Extract the data exactly, missing nothing.

== Listed entries ==

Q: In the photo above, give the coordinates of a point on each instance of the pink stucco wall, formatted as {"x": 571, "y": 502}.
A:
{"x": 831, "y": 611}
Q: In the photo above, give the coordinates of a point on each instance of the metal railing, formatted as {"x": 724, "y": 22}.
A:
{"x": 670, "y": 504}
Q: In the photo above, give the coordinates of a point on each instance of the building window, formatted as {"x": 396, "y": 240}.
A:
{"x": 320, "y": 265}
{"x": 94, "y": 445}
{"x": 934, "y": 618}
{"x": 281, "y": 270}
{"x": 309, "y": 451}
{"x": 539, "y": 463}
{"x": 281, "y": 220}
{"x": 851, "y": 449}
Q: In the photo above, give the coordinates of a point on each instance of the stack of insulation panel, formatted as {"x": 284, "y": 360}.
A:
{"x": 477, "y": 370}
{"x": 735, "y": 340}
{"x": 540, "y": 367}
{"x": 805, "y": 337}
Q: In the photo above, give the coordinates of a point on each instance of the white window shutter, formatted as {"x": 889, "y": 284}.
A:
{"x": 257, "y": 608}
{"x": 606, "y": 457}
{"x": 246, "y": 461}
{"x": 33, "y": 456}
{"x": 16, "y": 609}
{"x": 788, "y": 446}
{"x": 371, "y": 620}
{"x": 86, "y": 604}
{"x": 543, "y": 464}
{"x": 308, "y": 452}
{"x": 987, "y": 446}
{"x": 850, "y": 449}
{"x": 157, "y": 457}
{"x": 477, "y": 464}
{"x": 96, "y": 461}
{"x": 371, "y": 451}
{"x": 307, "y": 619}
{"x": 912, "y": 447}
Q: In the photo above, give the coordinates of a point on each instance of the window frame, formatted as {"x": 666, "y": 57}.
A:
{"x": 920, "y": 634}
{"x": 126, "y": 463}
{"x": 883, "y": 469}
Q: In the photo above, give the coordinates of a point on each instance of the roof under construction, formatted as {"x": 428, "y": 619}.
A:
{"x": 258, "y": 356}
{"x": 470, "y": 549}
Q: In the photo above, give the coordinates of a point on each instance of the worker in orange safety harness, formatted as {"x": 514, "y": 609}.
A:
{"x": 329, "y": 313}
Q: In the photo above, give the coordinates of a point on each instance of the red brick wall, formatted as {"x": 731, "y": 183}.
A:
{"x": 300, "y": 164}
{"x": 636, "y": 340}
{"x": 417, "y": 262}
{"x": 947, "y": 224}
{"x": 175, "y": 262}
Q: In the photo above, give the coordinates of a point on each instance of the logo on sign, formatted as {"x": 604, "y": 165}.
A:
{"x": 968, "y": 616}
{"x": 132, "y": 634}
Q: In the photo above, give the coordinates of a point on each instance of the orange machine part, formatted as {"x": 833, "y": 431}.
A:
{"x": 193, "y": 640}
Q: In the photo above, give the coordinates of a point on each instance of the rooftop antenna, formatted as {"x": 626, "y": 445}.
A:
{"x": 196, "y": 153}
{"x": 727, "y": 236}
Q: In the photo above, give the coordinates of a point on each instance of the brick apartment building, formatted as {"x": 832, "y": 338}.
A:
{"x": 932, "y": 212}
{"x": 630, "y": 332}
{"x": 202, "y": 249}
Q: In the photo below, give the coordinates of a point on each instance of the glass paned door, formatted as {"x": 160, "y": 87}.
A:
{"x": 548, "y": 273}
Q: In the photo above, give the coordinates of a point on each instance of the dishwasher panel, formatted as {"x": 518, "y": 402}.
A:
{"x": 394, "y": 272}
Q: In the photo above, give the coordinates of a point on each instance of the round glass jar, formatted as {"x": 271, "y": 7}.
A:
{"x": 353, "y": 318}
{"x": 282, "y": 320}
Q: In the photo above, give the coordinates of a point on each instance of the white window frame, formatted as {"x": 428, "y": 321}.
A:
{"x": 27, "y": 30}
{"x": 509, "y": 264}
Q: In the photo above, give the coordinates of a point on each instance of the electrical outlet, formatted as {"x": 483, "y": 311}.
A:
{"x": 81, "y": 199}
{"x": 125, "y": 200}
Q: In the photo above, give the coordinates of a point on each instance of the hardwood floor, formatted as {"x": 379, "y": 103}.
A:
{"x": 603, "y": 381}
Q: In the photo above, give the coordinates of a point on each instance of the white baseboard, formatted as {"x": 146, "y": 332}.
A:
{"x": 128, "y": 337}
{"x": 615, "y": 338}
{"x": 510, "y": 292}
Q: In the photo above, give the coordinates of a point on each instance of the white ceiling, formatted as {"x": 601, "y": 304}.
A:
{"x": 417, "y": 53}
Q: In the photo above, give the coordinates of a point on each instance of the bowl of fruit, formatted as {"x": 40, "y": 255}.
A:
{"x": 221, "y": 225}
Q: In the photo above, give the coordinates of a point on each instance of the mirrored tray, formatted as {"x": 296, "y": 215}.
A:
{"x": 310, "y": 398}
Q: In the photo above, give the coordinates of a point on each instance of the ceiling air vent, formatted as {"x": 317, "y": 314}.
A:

===

**Output of the exercise**:
Q: In the photo above, give the coordinates of a point on each instance of the pink stucco wall, formatted as {"x": 571, "y": 502}.
A:
{"x": 831, "y": 611}
Q: In the photo above, give the coordinates of a point on each instance of the metal railing, formatted as {"x": 724, "y": 22}.
A:
{"x": 670, "y": 504}
Q: In the photo above, give the coordinates of a point on each instance of the building window, formatted as {"x": 396, "y": 240}.
A:
{"x": 320, "y": 265}
{"x": 94, "y": 445}
{"x": 934, "y": 618}
{"x": 281, "y": 270}
{"x": 309, "y": 451}
{"x": 539, "y": 463}
{"x": 281, "y": 220}
{"x": 851, "y": 449}
Q: In the photo above, give the coordinates of a point on each instance of the stack of insulation panel, formatted as {"x": 284, "y": 360}.
A:
{"x": 477, "y": 370}
{"x": 735, "y": 340}
{"x": 540, "y": 367}
{"x": 805, "y": 337}
Q: In the photo above, give the coordinates of a point on each instance of the white window shutter, formatted as {"x": 889, "y": 284}.
A:
{"x": 257, "y": 608}
{"x": 606, "y": 457}
{"x": 246, "y": 461}
{"x": 33, "y": 456}
{"x": 16, "y": 609}
{"x": 788, "y": 446}
{"x": 371, "y": 620}
{"x": 86, "y": 604}
{"x": 543, "y": 464}
{"x": 308, "y": 452}
{"x": 987, "y": 446}
{"x": 850, "y": 449}
{"x": 157, "y": 457}
{"x": 477, "y": 464}
{"x": 96, "y": 461}
{"x": 371, "y": 451}
{"x": 307, "y": 619}
{"x": 912, "y": 447}
Q: In the photo above, give the coordinates of a point on each instance of the window frame, formatted as {"x": 666, "y": 57}.
A:
{"x": 920, "y": 634}
{"x": 126, "y": 463}
{"x": 883, "y": 469}
Q: In the photo above, give the coordinates of a point on each instance of the roof under construction, formatted as {"x": 428, "y": 619}.
A:
{"x": 258, "y": 356}
{"x": 470, "y": 549}
Q: In the photo above, give the coordinates of a point on each instance of the worker in orange safety harness, formatted as {"x": 514, "y": 609}.
A:
{"x": 329, "y": 313}
Q: In the photo above, give the coordinates of a point on each instance of the red brick wall, formatted as {"x": 731, "y": 183}.
A:
{"x": 300, "y": 164}
{"x": 636, "y": 340}
{"x": 417, "y": 262}
{"x": 947, "y": 224}
{"x": 175, "y": 262}
Q: In the photo above, give the coordinates of a point on each instance of the logo on sign, formatted as {"x": 604, "y": 165}.
A:
{"x": 968, "y": 616}
{"x": 132, "y": 634}
Q: In the photo above, give the coordinates of a point on each instance of the orange machine part, formatted as {"x": 833, "y": 431}.
A:
{"x": 193, "y": 640}
Q: In the photo above, give the coordinates of a point on each instance of the rooftop antenna, formatted as {"x": 626, "y": 445}.
A:
{"x": 196, "y": 153}
{"x": 727, "y": 236}
Q: In the photo above, give the coordinates of a point on each instance of the brick apartment building, formatted as {"x": 832, "y": 338}.
A:
{"x": 932, "y": 212}
{"x": 630, "y": 332}
{"x": 202, "y": 249}
Q: In the photo below, give the coordinates of a point on each instance of the glass paned door, formatted as {"x": 160, "y": 87}.
A:
{"x": 548, "y": 273}
Q: In the photo above, give the coordinates of a point on each instance of the dishwasher panel, formatted as {"x": 518, "y": 402}.
A:
{"x": 394, "y": 272}
Q: In the photo above, give the coordinates of a point on each instance of the round glass jar, formatted as {"x": 271, "y": 7}.
A:
{"x": 353, "y": 318}
{"x": 282, "y": 320}
Q: In the photo above, give the coordinates of a point on each instance of the white window frame, formatted as {"x": 428, "y": 321}.
A:
{"x": 27, "y": 30}
{"x": 509, "y": 264}
Q: In the photo above, give the coordinates of a point on each instance of the electrical outlet, formatted as {"x": 483, "y": 311}.
A:
{"x": 81, "y": 199}
{"x": 125, "y": 200}
Q: In the photo above, give the coordinates of a point on each instance of the hardwood floor, formatted as {"x": 379, "y": 103}.
A:
{"x": 603, "y": 381}
Q: In the photo above, give the coordinates of a point on each instance of the white baseboard, formatted as {"x": 146, "y": 332}.
A:
{"x": 128, "y": 337}
{"x": 615, "y": 338}
{"x": 510, "y": 292}
Q: In the photo above, give the coordinates of a point on each instance of the white ceiling, formatted as {"x": 601, "y": 304}.
A:
{"x": 417, "y": 53}
Q: In the photo above, give the coordinates of a point on each instance of the bowl of fruit, formatted as {"x": 40, "y": 255}.
A:
{"x": 221, "y": 225}
Q: In the photo above, give the coordinates of a point on each instance of the mirrored tray, formatted as {"x": 296, "y": 215}.
A:
{"x": 310, "y": 398}
Q: In the photo above, give the coordinates of a point on each instance of the ceiling air vent, formatted as {"x": 317, "y": 314}.
A:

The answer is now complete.